### WHAT THE EXERCISE ASKS
Revise the listing below by replacing every occurrence of "pin" with "point", leaving all other text unchanged. Omit the pictures from your answer.

▼

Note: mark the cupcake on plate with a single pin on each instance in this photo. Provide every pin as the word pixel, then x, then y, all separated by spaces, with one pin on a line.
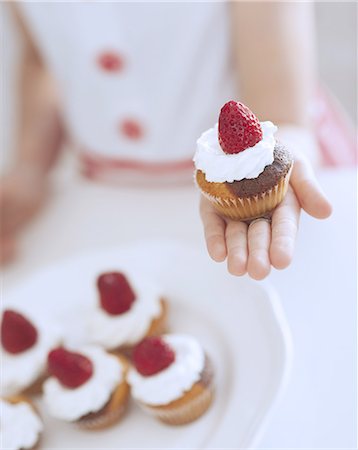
pixel 240 166
pixel 129 308
pixel 172 378
pixel 87 387
pixel 25 343
pixel 20 424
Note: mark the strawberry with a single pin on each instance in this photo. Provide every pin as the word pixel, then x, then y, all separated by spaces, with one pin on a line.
pixel 71 369
pixel 116 294
pixel 239 128
pixel 17 333
pixel 152 355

▲

### REPLY TO THE TASK
Note: mark the cupcake on plate with a single point on each instance in this photo. Provide every point as the word pixel, then x, then y, all separated by spaces, with one point on a line.
pixel 240 166
pixel 129 308
pixel 172 378
pixel 87 387
pixel 25 343
pixel 20 424
Note: mark the strawberry with a single point on each instance in this photo. Provide every point as the word pixel, then x, then y, all separated by spaces, with one point on a line.
pixel 71 369
pixel 116 294
pixel 239 128
pixel 17 333
pixel 152 355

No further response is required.